##### MATERIAL FOR THIS EXERCISE #####

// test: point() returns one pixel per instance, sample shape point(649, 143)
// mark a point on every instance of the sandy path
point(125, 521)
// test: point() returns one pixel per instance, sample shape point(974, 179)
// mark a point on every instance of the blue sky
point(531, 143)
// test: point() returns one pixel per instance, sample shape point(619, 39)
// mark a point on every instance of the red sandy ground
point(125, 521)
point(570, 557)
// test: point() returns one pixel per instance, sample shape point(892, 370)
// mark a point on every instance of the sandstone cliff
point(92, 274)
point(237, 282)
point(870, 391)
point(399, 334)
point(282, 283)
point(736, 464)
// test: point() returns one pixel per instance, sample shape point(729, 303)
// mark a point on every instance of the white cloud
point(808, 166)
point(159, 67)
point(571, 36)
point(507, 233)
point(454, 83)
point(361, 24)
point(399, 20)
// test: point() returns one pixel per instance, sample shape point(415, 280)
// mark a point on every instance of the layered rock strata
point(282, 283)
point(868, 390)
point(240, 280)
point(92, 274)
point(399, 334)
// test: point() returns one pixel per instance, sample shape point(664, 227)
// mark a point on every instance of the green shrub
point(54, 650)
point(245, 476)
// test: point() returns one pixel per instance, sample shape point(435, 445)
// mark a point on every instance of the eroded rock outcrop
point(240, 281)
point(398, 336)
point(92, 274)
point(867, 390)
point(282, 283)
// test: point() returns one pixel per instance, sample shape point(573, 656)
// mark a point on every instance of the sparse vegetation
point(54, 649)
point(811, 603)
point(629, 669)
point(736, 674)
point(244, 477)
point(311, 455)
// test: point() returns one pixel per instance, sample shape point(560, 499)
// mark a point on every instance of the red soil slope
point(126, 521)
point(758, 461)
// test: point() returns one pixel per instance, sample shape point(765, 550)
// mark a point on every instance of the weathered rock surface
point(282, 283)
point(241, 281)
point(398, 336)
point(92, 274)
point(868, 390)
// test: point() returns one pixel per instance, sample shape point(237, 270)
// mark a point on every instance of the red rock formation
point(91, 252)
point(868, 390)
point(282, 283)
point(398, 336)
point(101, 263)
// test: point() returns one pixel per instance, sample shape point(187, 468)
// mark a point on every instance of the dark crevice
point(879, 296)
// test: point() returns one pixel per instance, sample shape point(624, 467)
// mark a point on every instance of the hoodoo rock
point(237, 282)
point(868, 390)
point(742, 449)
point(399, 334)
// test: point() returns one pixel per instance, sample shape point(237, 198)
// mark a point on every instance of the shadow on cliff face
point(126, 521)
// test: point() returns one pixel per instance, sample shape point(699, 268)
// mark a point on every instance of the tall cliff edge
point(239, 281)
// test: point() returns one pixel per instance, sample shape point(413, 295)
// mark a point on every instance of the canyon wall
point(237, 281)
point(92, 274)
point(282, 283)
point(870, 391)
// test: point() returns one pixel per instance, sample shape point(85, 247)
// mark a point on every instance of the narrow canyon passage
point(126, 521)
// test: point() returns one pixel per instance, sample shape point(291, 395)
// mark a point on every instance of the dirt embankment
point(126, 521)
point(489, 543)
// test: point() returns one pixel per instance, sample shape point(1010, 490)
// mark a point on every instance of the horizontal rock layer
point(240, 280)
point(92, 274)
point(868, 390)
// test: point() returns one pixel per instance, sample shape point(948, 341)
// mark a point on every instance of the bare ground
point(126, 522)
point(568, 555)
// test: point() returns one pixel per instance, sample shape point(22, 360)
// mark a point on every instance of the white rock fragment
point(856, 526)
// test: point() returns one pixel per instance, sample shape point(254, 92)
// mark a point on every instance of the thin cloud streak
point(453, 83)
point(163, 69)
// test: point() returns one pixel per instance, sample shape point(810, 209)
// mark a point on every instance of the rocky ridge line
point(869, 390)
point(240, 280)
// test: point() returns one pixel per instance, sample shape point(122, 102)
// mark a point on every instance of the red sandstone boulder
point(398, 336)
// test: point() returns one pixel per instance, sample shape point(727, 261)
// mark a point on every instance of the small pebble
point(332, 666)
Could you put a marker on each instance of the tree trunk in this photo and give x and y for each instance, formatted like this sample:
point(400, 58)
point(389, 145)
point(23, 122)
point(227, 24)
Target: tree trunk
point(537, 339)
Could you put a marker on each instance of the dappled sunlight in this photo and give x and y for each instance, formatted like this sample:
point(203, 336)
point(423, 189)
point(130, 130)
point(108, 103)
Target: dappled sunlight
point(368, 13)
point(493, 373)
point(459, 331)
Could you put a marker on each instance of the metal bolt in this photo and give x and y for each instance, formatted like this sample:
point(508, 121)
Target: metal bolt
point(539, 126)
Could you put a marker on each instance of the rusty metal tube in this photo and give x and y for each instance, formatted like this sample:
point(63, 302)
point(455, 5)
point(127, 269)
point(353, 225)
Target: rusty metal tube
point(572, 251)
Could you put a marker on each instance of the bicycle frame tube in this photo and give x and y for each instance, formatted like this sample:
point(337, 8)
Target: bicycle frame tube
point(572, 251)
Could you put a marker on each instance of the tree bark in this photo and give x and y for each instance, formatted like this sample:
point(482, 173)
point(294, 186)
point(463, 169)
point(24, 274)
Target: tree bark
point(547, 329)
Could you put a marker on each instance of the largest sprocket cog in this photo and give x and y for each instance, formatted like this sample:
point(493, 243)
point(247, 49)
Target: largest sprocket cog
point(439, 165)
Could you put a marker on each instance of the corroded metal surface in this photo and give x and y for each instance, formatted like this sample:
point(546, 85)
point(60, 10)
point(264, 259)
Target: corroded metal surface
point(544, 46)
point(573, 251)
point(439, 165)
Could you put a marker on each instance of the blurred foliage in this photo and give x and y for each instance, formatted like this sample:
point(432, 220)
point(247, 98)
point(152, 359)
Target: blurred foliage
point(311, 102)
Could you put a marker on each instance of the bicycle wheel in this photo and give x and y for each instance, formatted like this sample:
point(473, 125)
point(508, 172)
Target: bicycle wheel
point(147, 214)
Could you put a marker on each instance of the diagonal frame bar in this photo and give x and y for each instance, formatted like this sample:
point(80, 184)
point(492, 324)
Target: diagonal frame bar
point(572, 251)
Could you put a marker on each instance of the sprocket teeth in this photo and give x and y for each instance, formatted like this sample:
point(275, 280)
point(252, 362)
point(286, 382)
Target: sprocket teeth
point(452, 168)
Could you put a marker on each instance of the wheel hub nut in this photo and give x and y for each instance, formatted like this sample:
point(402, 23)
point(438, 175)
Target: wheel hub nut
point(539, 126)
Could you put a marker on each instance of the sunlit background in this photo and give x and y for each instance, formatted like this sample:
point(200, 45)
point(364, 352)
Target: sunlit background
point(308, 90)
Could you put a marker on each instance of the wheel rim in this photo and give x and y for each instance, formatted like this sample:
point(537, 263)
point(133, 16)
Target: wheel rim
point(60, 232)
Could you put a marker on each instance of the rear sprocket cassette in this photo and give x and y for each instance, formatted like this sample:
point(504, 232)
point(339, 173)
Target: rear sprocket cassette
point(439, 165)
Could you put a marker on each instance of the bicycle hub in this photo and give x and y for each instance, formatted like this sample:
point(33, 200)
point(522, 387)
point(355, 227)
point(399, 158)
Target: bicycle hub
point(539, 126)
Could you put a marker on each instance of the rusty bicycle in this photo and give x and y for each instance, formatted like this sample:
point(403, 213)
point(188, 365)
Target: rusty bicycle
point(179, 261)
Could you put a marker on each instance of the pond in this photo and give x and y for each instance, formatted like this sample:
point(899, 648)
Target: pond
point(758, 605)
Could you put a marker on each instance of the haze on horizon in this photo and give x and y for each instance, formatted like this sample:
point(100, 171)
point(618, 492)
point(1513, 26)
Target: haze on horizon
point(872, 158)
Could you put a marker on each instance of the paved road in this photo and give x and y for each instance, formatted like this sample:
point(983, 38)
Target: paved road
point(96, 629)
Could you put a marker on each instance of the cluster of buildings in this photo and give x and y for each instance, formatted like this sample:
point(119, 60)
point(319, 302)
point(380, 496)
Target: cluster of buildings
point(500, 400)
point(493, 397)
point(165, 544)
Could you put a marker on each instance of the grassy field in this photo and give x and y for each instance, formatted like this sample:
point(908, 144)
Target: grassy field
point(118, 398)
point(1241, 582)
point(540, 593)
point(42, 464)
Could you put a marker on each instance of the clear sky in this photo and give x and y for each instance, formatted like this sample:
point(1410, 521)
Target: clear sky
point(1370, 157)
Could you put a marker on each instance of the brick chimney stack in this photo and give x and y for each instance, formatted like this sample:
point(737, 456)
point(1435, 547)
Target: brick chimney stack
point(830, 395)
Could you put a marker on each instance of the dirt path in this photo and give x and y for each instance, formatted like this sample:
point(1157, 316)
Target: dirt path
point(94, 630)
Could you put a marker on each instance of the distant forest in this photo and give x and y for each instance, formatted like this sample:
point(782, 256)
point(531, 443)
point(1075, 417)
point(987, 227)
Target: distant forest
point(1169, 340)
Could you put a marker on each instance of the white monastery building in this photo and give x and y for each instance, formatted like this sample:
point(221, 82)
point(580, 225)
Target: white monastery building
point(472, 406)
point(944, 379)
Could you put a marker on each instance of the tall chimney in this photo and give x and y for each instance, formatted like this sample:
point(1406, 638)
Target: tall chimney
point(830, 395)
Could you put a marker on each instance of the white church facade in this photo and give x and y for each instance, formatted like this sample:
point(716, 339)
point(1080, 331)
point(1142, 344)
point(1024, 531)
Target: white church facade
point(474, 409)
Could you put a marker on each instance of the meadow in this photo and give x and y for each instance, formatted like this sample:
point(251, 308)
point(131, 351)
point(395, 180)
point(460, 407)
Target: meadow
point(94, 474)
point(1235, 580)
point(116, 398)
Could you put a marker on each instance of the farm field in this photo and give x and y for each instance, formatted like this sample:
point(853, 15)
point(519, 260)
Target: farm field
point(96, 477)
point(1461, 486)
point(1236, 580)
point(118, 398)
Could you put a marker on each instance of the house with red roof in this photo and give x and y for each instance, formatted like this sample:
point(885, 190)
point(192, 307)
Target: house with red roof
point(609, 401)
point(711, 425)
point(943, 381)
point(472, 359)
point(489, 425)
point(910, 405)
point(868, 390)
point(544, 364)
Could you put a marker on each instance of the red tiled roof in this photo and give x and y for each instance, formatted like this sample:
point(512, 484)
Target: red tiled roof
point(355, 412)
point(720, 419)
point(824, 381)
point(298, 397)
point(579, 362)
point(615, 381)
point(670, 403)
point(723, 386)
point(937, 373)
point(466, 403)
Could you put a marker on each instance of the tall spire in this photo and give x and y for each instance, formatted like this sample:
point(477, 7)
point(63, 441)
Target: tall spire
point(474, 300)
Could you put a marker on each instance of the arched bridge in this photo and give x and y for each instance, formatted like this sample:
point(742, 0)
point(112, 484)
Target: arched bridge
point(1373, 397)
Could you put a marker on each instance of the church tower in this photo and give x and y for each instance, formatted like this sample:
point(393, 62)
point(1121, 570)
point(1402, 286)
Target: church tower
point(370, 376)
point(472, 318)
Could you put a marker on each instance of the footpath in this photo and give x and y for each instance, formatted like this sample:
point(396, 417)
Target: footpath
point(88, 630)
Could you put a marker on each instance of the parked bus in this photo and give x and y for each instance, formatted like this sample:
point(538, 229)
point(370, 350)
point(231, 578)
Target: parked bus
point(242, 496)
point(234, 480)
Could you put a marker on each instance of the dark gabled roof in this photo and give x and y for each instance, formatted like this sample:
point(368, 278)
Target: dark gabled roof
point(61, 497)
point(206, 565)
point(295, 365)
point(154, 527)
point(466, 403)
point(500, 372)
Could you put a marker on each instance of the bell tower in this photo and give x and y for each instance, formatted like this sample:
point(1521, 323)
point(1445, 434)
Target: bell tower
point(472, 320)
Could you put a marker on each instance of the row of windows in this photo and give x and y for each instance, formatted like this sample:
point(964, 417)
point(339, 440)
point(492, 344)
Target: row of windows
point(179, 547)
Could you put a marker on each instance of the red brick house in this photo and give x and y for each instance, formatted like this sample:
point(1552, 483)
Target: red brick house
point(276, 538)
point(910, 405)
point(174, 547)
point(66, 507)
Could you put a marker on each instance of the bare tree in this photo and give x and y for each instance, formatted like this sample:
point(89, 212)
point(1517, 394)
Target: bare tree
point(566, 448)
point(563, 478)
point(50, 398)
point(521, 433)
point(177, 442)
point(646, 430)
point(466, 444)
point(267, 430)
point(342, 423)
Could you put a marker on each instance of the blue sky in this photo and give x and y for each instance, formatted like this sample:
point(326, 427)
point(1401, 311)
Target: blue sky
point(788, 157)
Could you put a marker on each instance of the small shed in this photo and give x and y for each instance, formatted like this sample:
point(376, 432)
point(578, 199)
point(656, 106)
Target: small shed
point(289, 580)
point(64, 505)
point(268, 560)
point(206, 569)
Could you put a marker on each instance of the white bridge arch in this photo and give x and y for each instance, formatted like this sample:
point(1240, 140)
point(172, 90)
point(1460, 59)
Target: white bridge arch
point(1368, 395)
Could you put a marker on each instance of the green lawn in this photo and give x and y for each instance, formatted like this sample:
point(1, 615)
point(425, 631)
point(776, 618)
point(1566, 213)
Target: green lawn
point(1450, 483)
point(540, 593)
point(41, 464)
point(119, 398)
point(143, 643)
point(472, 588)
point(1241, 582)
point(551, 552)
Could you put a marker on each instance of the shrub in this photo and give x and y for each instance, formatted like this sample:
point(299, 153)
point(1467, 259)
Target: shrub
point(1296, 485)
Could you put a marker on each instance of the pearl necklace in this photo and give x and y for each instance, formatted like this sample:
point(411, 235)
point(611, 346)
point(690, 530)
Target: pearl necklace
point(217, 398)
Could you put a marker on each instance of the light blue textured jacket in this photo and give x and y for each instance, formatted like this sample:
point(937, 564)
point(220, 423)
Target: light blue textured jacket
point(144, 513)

#####

> _WHAT THIS TASK INVOLVES_
In the listing above, the lines from the one containing "point(370, 350)" through the one containing "the white bridge" must be set down exactly, with no other lines.

> _YOUR RESPONSE_
point(370, 350)
point(231, 578)
Target: parked bus
point(242, 496)
point(234, 480)
Could you put a marker on each instance of the dark gabled roof in this photo and give x and y for each instance, formatted like this sample:
point(368, 278)
Target: dark gabled roof
point(61, 497)
point(206, 565)
point(295, 365)
point(154, 527)
point(466, 403)
point(500, 372)
Could you put a marker on each instance of the bell tower in this photo and give x and y for each instance, formatted like this sample:
point(1521, 323)
point(1445, 434)
Target: bell tower
point(472, 320)
Could you put a marker on each instance of the row of windows in this photo and give x and y for each instance, formatted like this sample:
point(964, 417)
point(339, 440)
point(492, 344)
Target: row of windows
point(179, 547)
Could you put a marker on each instance of the red brick house in this photo and give x and y for each instance, formatted like this sample:
point(1552, 483)
Target: red brick house
point(276, 538)
point(910, 405)
point(174, 547)
point(66, 507)
Could you put a marker on each instance of the bare tree in this photo and give x and y for each instance, formatted like this sample:
point(89, 212)
point(1517, 394)
Target: bare tree
point(566, 448)
point(563, 478)
point(50, 398)
point(521, 433)
point(177, 442)
point(646, 430)
point(466, 444)
point(267, 430)
point(342, 423)
Could you put a marker on each instance of the blue sky in this photo and give x and y for each instance, formatted like this sample:
point(326, 427)
point(1401, 311)
Target: blue sky
point(788, 157)
Could you put a marker on each instance of the small shed in this photo and give x and y for each instance, formatted like this sample:
point(376, 432)
point(578, 199)
point(656, 106)
Target: small shed
point(289, 580)
point(64, 505)
point(268, 560)
point(206, 569)
Could you put a marker on each instance of the white bridge arch in this photo and give x and y for each instance, formatted like this sample:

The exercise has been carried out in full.